Traffic jam chaos

It has been reported that Birmingham drivers are spending an average of 21 minutes stuck in traffic jams every rush ‘hour’ each day. Only Cardiff has worse traffic problems. Many Birmingham commuters report that in the last few year the morning rush ‘hour’ has extended to stretch from 06:30 to 10:30 on many days.

Birmingham city council are suggesting suspending bus lanes as a step towards solving this problem, Councillor Len Gregory cites the suspension of the lane on the Tyburn road as a resounding sucess, those on the ground are less positive.

A major lesson from the last 40 years of transport policy in this country is that if you provide more roads as a measure to relieve traffic problems any relief is short lived, you rapidly get back to the same situation, or worse, as more and more people take to their cars. A more creative solution is needed.

On the bus vs cars debate it should be noted that a double decker bus takes about as much space on the road as 3 to 4 cars (possibly only 2 cars if drivers lefts the correct braking distance between their cars) yet carry upto 20 times the number of people. Compared with many cities Birmingham has a reasonable public transport system but there’s still much that could be done to get people out of their car an onto public transport, such as:

  • Congestion charging for driving into the city at peak times (with exemptions for buses, taxis, delivery vehicles and drivers with disabilities)
  • Better ‘Park & Ride’ faccilities with proper security (fencing, patrols, CCTV &c)
  • Integration between bus, train and tram/light rail/metro services.
  • More inspectors/guards on buses. trains and trams to improve security
  • Improved heating/airconditioning on buses, trains and trams
  • Local tax breaks for employers who introduce effective programmes to get their staff to leave the car at home (e.g. subsidised travel passes, reduce parking spaces, green awards)
  • Showing prominant local polititians (e.g. Mike Whitby, Paul Tilsley, Alan Rudge, Len Gregory, Albert Bore &c) using public transport on a regular basis, not just once for show then back to the car

No doubt the road lobby will scream at any hint that drivers might be encouraged to use public transport, but what’s new there?

> What to do
[1] Update the passage on Birmingham traffic starting at "Birmingham city council" and ending at "are less positive.", with "cycle lanes" in place of "bus lanes".
[2] Does the traffic article support each of these statements? Answer yes or no for each, quoting the words that decide it. (a) Cardiff has worse traffic problems than Birmingham. (b) A double decker bus carries up to 10 times as many people as a car. (c) Providing more roads brings lasting relief from traffic problems.

Point-based annotation data:
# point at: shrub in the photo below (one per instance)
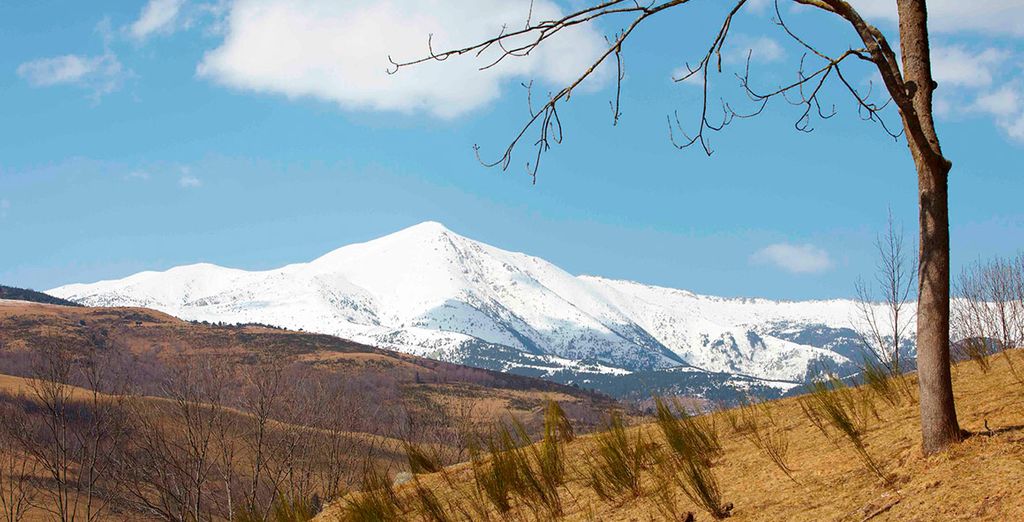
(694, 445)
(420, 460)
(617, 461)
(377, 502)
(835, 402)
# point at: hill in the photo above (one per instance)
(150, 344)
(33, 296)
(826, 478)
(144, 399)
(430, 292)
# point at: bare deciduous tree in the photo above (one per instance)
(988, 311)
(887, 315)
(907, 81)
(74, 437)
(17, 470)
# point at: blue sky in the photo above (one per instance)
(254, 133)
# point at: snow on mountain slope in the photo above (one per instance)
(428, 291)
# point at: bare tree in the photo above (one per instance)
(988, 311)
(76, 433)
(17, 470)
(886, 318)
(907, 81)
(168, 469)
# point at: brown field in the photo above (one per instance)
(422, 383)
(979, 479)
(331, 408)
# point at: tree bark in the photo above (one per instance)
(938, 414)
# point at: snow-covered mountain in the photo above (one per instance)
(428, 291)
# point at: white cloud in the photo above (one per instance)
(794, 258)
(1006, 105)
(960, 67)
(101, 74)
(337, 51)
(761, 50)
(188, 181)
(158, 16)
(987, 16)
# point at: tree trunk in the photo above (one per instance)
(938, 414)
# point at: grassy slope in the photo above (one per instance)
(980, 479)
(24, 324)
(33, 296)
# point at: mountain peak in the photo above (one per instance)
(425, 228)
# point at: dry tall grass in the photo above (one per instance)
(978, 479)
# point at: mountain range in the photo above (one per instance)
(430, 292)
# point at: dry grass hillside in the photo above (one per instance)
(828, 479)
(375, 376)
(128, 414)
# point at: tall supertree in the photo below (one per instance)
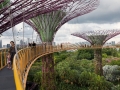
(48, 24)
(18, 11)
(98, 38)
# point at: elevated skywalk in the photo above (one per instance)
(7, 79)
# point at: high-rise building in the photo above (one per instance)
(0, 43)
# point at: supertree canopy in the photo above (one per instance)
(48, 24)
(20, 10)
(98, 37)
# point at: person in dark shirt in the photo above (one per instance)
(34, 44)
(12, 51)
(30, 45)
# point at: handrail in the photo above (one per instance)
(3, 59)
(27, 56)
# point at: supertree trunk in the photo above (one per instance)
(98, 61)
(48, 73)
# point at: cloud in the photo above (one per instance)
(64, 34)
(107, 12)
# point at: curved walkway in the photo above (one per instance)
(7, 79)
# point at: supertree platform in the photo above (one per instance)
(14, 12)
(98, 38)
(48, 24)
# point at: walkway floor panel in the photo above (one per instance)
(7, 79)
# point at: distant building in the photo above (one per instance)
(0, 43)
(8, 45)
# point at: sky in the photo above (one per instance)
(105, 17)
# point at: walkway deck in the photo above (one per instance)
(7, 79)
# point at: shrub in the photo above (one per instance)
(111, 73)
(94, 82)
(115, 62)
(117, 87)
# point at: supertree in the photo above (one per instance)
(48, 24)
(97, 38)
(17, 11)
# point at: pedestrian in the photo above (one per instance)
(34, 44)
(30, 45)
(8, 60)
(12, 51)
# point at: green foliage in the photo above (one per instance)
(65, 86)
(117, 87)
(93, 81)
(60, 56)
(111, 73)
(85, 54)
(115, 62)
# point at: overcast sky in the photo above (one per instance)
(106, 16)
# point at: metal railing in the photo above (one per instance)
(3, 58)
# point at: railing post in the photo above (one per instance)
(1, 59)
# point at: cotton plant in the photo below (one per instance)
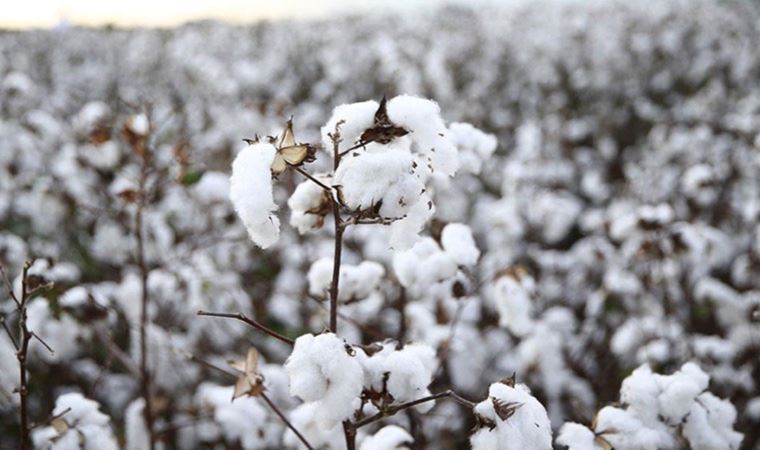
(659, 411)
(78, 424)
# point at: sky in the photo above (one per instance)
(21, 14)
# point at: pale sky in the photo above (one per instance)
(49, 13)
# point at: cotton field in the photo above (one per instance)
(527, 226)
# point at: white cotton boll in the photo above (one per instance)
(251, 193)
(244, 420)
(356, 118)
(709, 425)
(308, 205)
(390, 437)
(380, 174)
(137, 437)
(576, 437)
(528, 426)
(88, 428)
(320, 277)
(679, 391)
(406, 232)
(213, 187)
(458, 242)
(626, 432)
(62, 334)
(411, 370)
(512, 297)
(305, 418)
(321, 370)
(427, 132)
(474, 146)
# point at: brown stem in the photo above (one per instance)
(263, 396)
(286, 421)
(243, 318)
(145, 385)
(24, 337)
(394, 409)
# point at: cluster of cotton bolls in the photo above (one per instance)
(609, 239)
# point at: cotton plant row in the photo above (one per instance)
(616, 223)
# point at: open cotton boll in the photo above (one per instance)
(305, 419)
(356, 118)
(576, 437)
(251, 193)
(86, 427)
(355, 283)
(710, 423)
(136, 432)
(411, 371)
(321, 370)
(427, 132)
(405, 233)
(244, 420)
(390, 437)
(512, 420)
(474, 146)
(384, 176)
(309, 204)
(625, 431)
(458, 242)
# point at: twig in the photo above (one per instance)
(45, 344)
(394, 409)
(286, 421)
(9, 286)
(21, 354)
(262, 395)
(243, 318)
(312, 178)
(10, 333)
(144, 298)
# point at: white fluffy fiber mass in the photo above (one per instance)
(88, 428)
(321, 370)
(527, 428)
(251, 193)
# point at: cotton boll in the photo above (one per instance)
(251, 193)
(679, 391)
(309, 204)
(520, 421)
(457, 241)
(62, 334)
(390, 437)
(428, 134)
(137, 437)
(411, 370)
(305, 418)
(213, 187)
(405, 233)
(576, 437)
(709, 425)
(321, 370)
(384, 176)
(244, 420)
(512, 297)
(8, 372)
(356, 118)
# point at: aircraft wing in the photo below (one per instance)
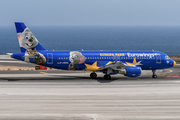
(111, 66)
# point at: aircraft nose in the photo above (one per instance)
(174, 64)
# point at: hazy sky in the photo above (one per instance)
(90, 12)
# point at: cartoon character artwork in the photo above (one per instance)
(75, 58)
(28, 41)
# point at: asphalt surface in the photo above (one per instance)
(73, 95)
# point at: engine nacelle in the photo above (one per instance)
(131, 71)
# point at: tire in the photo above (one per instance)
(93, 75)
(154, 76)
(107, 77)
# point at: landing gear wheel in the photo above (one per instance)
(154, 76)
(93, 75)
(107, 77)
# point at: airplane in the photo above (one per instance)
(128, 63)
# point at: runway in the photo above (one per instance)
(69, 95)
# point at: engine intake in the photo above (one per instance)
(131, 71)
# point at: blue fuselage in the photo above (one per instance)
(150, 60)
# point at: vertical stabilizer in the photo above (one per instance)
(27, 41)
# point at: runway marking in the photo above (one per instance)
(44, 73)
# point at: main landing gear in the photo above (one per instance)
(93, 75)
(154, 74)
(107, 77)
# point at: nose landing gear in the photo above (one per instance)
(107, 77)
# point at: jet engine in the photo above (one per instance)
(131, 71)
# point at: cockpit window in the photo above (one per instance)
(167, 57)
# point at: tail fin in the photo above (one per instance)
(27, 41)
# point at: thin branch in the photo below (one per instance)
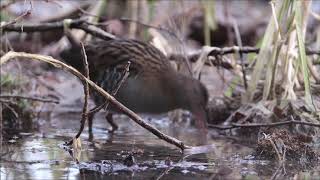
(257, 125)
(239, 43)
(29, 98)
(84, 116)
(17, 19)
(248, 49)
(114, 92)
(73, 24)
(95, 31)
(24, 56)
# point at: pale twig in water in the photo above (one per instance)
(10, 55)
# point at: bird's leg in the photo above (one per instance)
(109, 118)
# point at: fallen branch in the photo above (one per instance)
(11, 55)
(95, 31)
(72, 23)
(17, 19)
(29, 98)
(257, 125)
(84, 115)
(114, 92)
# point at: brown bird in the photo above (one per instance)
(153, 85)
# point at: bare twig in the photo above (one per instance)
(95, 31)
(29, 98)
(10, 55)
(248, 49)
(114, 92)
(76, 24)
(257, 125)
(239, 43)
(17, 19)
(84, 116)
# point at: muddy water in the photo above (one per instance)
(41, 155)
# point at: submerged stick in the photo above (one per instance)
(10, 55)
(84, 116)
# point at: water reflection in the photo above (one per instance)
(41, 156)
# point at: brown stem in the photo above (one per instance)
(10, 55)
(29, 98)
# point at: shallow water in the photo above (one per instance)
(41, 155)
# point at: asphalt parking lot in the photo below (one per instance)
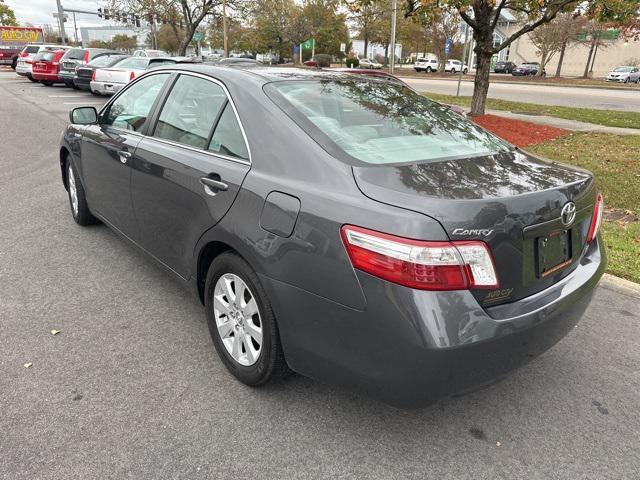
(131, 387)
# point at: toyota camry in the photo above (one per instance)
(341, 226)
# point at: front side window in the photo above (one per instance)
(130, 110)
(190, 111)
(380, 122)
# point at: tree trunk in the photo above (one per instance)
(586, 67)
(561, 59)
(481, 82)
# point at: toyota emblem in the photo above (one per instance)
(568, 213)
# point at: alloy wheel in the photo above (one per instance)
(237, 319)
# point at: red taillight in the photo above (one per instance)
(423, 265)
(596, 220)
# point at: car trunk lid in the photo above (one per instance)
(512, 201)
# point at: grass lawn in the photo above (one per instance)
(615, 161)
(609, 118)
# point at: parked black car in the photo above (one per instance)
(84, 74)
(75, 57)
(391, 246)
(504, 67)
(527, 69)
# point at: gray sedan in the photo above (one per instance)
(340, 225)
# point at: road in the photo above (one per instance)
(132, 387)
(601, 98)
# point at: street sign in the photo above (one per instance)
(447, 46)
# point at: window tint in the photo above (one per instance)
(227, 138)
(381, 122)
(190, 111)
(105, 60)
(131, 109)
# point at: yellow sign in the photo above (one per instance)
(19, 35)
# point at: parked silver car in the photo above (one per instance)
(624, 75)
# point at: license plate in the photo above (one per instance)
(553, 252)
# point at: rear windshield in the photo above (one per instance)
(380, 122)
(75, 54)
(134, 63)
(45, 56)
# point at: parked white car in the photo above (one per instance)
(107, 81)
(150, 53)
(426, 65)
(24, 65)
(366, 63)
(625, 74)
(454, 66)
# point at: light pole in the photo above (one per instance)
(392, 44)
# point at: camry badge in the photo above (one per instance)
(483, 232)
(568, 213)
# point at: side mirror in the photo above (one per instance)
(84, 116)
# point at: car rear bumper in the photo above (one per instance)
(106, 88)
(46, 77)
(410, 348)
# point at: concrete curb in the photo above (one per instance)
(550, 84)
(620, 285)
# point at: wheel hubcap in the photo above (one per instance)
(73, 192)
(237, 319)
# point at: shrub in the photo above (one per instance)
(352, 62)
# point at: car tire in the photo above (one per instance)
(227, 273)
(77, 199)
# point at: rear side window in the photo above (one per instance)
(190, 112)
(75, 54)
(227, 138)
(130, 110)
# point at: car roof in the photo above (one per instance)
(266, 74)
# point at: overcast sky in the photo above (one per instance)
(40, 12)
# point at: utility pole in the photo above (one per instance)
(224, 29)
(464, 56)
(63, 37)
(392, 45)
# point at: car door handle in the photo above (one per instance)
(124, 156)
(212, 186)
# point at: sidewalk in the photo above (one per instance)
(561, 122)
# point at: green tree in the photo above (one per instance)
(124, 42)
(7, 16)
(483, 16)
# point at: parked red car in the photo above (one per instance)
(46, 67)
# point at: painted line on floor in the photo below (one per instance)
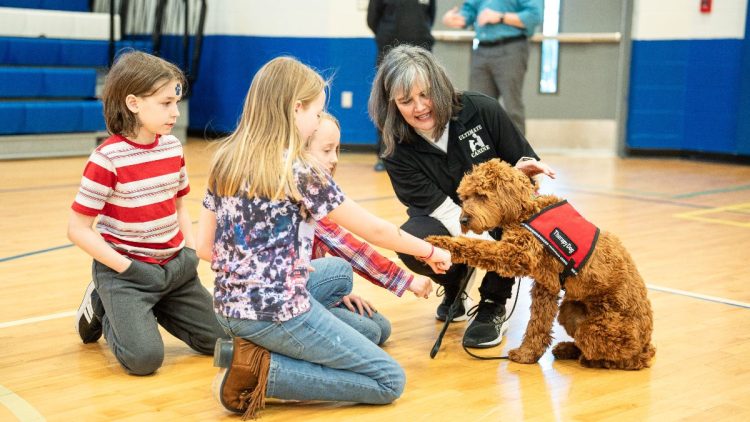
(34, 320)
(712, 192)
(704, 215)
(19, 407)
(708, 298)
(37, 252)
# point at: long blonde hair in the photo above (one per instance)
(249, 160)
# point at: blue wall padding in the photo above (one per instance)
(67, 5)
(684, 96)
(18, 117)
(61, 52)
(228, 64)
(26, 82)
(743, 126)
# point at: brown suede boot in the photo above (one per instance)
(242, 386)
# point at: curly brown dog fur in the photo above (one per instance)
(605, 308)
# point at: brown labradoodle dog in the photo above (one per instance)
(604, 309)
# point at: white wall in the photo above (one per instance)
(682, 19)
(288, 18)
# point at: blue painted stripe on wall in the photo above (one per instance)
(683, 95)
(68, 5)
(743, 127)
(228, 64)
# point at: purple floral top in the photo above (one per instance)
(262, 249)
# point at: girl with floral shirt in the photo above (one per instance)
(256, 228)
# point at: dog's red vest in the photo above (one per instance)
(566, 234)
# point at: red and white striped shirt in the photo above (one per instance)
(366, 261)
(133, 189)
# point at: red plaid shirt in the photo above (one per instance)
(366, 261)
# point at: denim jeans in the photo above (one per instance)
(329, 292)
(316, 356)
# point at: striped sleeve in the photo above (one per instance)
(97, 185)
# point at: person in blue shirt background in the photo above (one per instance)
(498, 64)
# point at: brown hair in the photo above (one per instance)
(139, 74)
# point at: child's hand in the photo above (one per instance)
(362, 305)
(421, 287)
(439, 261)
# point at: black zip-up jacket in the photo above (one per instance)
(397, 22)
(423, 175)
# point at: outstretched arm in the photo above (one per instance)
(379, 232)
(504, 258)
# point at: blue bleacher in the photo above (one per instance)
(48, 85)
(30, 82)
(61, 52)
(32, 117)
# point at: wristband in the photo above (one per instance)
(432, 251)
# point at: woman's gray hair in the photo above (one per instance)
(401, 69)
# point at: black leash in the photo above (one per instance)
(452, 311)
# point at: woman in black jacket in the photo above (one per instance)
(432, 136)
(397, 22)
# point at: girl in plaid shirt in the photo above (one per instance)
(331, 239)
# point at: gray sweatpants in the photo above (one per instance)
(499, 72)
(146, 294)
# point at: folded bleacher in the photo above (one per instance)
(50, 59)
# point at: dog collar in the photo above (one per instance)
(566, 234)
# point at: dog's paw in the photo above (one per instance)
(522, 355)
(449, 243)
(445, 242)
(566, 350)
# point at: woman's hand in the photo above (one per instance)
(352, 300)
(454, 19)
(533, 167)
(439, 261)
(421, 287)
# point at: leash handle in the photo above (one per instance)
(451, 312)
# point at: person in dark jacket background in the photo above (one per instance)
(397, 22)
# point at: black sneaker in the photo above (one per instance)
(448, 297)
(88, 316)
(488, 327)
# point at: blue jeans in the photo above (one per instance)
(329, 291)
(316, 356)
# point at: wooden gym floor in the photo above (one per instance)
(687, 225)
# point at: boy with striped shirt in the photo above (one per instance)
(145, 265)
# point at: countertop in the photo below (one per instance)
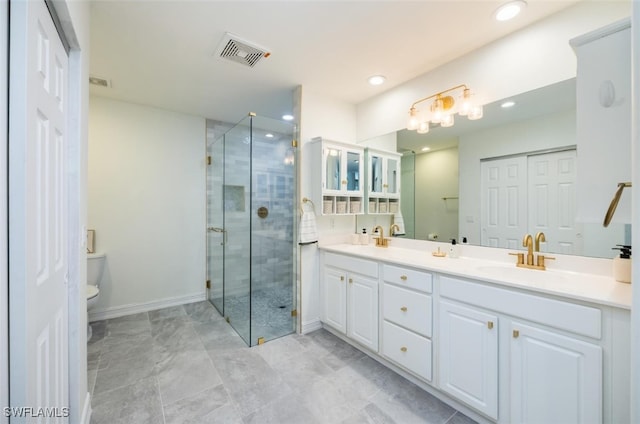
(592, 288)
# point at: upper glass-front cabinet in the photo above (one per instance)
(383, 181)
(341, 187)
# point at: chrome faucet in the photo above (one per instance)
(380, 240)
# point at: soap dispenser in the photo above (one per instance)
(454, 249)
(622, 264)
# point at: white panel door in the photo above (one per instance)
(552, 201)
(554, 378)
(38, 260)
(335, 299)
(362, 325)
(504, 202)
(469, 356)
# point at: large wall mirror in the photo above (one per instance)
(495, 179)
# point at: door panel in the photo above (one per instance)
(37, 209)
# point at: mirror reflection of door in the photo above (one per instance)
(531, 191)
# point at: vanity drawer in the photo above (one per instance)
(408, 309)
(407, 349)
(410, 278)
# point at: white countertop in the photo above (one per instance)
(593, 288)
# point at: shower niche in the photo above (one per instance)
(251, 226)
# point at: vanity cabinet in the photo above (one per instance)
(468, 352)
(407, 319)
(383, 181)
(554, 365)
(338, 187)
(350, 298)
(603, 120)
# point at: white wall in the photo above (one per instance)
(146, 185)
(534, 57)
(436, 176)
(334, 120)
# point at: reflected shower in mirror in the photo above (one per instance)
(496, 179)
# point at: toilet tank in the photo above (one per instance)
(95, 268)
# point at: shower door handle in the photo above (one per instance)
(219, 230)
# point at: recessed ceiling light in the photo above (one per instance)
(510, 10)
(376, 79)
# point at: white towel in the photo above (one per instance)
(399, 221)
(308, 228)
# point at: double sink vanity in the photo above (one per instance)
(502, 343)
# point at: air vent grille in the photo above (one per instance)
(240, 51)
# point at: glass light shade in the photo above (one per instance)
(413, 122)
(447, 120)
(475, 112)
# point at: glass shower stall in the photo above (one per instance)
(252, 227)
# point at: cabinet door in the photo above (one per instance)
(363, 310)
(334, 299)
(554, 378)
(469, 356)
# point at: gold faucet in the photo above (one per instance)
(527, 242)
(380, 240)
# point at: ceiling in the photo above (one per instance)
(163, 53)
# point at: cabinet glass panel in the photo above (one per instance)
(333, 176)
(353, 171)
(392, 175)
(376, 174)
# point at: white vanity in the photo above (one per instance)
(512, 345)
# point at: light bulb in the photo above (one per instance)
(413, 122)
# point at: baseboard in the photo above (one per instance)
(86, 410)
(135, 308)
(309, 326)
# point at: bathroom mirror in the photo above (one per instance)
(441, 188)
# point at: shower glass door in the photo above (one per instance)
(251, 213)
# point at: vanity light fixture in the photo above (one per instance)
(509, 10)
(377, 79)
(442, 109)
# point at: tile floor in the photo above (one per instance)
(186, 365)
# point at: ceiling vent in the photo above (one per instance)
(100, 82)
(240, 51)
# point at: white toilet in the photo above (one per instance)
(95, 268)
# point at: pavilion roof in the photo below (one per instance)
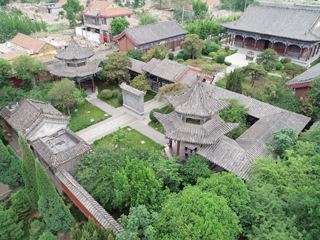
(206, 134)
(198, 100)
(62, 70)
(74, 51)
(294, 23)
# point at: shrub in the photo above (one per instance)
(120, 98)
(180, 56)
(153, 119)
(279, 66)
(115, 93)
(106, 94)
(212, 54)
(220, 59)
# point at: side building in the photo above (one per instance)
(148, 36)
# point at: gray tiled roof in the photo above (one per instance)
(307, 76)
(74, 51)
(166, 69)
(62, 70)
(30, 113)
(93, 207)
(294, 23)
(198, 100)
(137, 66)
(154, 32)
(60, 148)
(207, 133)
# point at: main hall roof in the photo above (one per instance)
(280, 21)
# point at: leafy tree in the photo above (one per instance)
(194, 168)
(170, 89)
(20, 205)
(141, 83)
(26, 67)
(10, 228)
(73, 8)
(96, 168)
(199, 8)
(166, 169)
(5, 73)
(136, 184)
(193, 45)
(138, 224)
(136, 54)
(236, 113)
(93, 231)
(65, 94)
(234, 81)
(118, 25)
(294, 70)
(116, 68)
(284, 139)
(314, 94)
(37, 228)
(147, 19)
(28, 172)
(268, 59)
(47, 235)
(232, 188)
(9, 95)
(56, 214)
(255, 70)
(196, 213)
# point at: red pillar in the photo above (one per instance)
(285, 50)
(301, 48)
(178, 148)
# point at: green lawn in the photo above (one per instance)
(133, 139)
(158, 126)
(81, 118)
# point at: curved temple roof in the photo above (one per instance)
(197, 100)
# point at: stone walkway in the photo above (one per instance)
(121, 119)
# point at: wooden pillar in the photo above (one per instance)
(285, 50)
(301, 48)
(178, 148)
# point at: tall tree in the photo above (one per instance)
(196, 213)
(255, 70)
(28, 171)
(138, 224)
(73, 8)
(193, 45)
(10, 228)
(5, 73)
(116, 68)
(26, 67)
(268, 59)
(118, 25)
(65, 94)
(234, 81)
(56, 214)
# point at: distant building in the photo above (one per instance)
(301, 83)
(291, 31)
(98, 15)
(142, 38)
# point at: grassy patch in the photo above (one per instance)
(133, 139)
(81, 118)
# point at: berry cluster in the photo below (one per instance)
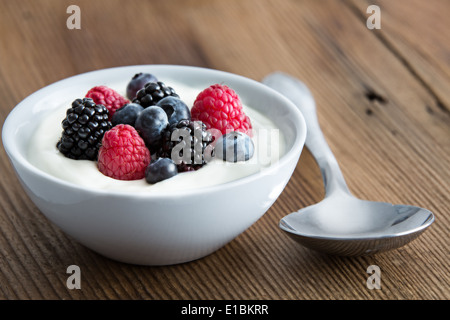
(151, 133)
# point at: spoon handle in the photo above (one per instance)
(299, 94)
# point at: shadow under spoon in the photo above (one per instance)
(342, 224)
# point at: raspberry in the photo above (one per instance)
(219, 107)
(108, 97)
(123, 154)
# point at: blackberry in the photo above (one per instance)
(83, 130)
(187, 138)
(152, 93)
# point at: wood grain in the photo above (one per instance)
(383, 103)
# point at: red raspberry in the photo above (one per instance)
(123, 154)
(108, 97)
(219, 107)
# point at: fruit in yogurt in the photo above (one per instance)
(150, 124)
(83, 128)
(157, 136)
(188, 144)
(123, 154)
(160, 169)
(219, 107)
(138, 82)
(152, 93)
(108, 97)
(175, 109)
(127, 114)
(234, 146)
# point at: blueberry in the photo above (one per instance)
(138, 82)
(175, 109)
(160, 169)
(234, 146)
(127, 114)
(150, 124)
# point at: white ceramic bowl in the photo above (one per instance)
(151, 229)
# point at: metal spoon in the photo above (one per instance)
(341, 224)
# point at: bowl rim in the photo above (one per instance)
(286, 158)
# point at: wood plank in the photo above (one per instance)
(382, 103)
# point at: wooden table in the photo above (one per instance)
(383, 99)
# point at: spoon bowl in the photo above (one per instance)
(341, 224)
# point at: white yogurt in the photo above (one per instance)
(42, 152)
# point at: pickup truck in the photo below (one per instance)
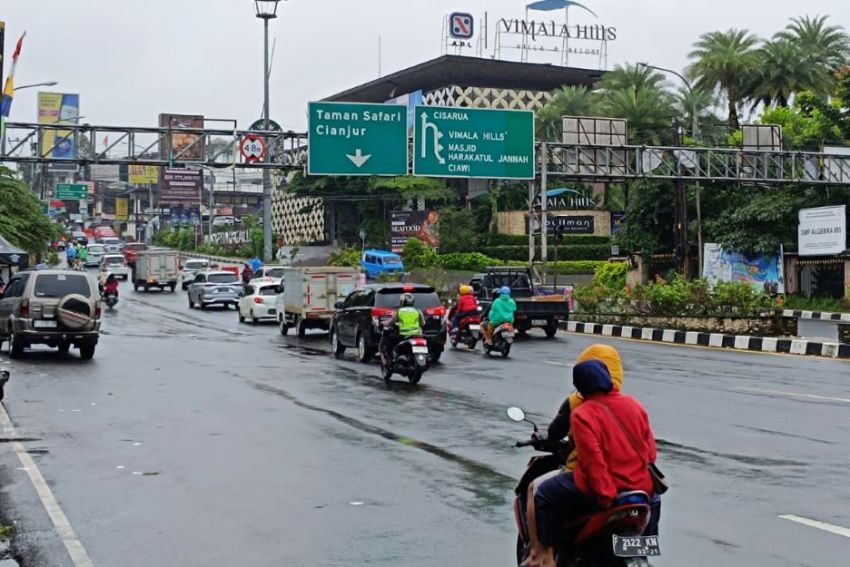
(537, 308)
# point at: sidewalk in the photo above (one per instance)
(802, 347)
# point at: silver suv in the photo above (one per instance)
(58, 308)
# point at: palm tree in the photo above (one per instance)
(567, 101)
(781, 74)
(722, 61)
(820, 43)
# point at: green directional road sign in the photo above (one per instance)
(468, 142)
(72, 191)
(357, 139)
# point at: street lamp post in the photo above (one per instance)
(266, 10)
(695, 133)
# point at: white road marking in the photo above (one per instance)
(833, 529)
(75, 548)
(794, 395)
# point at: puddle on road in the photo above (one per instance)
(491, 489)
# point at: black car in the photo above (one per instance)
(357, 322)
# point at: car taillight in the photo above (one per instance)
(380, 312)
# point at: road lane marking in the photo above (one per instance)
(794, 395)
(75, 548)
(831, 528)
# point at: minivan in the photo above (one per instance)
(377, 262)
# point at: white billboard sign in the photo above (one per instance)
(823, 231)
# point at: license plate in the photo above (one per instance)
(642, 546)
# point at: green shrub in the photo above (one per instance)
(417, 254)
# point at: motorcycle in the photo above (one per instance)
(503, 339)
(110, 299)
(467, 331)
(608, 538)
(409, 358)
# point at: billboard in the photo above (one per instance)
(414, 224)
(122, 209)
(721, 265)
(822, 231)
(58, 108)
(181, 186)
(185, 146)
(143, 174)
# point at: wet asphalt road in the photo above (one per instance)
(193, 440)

> Responses to the tasks
[1]
Birmingham city council are suggesting suspending cycle lanes as a step towards solving this problem, Councillor Len Gregory cites the suspension of the lane on the Tyburn road as a resounding sucess, those on the ground are less positive.

[2]
(a) Yes: "Only Cardiff has worse traffic problems."
(b) No: "yet carry upto 20 times the number of people"
(c) No: "any relief is short lived"